Supplied records:
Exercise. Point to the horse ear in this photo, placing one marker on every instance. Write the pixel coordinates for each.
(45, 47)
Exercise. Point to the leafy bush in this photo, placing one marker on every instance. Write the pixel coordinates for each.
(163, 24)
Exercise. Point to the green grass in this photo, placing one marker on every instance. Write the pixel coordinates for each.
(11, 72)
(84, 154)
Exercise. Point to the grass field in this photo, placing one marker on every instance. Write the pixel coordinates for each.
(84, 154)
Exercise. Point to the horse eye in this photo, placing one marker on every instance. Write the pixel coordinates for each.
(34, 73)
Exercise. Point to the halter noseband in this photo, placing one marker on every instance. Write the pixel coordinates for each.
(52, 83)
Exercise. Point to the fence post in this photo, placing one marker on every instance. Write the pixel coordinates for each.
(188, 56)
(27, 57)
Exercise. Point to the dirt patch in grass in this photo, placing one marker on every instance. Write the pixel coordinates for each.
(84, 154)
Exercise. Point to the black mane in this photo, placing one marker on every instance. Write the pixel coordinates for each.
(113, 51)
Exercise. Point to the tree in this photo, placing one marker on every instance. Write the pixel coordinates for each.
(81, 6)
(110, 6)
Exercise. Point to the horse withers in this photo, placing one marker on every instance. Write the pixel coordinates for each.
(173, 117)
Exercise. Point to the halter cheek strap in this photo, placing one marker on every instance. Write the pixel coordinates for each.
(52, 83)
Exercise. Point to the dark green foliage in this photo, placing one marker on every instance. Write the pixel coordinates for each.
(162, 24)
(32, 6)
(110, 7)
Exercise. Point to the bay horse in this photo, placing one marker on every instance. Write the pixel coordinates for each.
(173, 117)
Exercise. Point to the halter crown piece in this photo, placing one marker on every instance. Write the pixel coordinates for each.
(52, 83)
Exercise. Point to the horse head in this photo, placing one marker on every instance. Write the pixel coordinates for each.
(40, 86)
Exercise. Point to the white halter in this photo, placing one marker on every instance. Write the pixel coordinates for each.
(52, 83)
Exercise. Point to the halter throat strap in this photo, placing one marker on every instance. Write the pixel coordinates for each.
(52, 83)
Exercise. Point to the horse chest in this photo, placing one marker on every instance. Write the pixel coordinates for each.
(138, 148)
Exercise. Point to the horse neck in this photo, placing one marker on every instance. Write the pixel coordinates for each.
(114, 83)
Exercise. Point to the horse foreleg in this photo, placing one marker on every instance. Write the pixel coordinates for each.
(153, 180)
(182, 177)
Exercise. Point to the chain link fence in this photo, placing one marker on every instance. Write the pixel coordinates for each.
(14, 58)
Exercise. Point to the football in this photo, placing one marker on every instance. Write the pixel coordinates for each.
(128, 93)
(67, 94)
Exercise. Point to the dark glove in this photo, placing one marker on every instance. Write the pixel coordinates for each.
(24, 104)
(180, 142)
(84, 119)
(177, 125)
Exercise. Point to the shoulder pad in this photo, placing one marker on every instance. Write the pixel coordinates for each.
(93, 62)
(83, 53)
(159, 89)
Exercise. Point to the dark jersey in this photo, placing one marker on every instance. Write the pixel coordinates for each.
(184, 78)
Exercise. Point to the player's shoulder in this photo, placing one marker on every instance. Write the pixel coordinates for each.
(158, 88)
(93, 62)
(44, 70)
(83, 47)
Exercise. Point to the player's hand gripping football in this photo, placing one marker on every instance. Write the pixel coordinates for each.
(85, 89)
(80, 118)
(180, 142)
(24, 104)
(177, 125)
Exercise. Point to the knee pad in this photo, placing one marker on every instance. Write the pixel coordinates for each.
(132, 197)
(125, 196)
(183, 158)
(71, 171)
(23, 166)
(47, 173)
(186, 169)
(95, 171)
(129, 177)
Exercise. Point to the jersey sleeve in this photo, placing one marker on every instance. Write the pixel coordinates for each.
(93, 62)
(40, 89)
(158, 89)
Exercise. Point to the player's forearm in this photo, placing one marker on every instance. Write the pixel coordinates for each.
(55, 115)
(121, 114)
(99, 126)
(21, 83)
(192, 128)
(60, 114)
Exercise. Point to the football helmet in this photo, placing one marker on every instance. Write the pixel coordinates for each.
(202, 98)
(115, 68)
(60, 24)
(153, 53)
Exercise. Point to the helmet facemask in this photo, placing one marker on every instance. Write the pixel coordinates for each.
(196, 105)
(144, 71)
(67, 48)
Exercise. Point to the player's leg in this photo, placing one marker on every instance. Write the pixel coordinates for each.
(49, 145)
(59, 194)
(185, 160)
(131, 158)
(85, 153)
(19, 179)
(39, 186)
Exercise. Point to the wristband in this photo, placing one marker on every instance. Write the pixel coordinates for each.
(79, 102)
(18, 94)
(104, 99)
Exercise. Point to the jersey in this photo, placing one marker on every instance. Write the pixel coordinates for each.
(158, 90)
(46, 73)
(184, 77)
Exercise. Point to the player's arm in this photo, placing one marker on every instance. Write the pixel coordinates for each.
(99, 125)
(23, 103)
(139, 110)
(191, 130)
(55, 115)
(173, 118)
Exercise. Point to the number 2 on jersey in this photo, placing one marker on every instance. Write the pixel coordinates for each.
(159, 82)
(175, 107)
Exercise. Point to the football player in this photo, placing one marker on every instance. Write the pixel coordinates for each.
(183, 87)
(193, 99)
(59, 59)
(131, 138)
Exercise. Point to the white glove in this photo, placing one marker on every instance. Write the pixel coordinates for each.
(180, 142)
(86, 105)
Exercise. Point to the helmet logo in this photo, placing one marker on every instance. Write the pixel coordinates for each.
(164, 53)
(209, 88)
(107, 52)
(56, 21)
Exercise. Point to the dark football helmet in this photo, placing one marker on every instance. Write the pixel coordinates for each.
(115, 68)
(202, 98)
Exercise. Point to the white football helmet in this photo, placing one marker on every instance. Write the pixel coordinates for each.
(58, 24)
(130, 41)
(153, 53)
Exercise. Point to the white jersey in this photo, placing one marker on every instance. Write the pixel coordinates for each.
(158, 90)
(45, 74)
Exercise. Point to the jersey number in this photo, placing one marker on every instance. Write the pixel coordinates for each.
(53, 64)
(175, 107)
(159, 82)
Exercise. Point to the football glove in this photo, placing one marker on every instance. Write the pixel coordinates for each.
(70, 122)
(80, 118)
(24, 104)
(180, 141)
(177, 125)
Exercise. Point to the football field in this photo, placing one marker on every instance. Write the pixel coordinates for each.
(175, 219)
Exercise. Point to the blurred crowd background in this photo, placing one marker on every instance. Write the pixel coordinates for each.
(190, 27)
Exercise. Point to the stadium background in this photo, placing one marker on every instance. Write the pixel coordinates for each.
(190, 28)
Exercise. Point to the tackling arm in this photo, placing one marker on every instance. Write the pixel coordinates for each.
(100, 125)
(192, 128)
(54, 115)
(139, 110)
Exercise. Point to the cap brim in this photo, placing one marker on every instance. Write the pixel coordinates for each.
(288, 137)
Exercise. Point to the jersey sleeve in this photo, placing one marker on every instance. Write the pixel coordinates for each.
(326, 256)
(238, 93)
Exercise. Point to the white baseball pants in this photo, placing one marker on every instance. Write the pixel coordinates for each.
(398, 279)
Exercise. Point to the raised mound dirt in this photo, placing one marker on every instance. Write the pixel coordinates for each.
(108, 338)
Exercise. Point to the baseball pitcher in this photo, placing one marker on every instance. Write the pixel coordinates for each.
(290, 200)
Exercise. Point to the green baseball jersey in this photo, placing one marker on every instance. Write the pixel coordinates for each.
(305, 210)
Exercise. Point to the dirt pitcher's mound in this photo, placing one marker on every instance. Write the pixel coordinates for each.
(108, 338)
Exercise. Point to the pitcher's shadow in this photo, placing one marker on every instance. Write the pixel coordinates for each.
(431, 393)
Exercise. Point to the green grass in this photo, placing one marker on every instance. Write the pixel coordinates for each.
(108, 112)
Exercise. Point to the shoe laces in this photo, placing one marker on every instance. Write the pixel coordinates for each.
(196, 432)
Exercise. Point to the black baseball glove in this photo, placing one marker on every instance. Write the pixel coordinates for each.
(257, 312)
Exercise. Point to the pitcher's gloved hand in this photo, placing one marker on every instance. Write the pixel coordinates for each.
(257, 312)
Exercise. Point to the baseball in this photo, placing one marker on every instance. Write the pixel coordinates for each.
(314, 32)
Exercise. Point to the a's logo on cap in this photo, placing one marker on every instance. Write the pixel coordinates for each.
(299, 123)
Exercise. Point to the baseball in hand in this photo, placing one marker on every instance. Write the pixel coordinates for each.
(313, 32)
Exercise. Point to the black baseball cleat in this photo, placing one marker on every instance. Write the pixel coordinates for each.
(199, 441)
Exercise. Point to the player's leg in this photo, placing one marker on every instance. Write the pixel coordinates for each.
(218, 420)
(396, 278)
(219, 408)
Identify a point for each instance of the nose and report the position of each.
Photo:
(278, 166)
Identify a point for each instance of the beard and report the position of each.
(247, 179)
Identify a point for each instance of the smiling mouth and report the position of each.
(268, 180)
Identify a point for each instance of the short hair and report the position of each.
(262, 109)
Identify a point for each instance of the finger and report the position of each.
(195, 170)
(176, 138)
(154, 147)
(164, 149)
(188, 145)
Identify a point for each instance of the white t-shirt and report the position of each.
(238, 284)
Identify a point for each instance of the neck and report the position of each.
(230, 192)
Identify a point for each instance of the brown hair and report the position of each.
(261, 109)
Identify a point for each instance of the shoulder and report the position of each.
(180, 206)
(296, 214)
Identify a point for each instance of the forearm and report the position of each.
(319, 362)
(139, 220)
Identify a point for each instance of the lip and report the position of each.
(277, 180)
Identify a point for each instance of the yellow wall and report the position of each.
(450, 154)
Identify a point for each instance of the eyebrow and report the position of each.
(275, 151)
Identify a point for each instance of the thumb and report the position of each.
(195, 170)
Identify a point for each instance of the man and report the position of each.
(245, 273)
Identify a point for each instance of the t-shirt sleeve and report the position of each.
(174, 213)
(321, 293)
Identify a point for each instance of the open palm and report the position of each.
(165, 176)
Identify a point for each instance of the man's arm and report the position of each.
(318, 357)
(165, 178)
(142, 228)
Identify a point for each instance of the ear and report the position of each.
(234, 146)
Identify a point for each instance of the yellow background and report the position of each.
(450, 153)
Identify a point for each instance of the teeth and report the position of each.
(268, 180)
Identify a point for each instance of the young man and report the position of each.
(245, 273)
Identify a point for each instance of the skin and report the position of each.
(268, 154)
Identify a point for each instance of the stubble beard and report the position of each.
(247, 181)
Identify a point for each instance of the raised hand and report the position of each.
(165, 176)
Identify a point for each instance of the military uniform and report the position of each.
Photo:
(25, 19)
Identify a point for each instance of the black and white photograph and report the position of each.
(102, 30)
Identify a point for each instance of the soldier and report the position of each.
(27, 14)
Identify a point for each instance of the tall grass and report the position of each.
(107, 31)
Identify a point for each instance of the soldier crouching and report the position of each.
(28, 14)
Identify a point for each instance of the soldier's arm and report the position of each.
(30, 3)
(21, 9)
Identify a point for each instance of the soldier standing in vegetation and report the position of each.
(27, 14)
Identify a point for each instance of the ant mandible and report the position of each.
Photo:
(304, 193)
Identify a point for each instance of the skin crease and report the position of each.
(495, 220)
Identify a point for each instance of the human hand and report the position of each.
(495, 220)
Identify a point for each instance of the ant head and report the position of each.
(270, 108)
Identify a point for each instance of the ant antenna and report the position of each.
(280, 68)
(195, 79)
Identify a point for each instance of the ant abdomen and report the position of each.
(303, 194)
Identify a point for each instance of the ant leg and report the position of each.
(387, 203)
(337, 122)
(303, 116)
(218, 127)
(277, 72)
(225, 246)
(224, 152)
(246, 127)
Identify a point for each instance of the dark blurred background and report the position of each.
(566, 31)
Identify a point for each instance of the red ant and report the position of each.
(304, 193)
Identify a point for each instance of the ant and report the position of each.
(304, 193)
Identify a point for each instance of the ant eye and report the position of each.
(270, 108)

Aim: Take the line that contains "Identify a point for each instance of the soldier's" and every line after it through the end of the listing above, and repeat them exactly.

Exercise result:
Identify a point for each instance of the soldier's arm and report the position of each.
(30, 3)
(21, 9)
Identify a point for each instance of the soldier standing in vegetation and report the position of each.
(27, 14)
Identify a point for each instance of the ant mandible and report the position of each.
Photo:
(304, 193)
Identify a point for each instance of the skin crease and report the position of each.
(495, 220)
Identify a point for each instance of the human hand and report the position of each.
(495, 220)
Identify a point for each instance of the ant head and report the position of each.
(270, 108)
Identify a point for each instance of the ant antenna and report the position of each.
(280, 68)
(195, 79)
Identify a point for each instance of the ant abdomen and report the position of each.
(303, 194)
Identify a point for each instance of the ant leg and report the position of each.
(387, 203)
(337, 122)
(303, 116)
(218, 127)
(277, 72)
(225, 246)
(224, 152)
(246, 127)
Identify a point for each instance of the dark blurred background and report the position of each.
(566, 31)
Identify a point for each instance of the red ant and report the position of each.
(304, 193)
Identify a point for each instance of the ant and report the position of each.
(304, 193)
Identify a point for each instance of the ant eye and report the position of each.
(270, 108)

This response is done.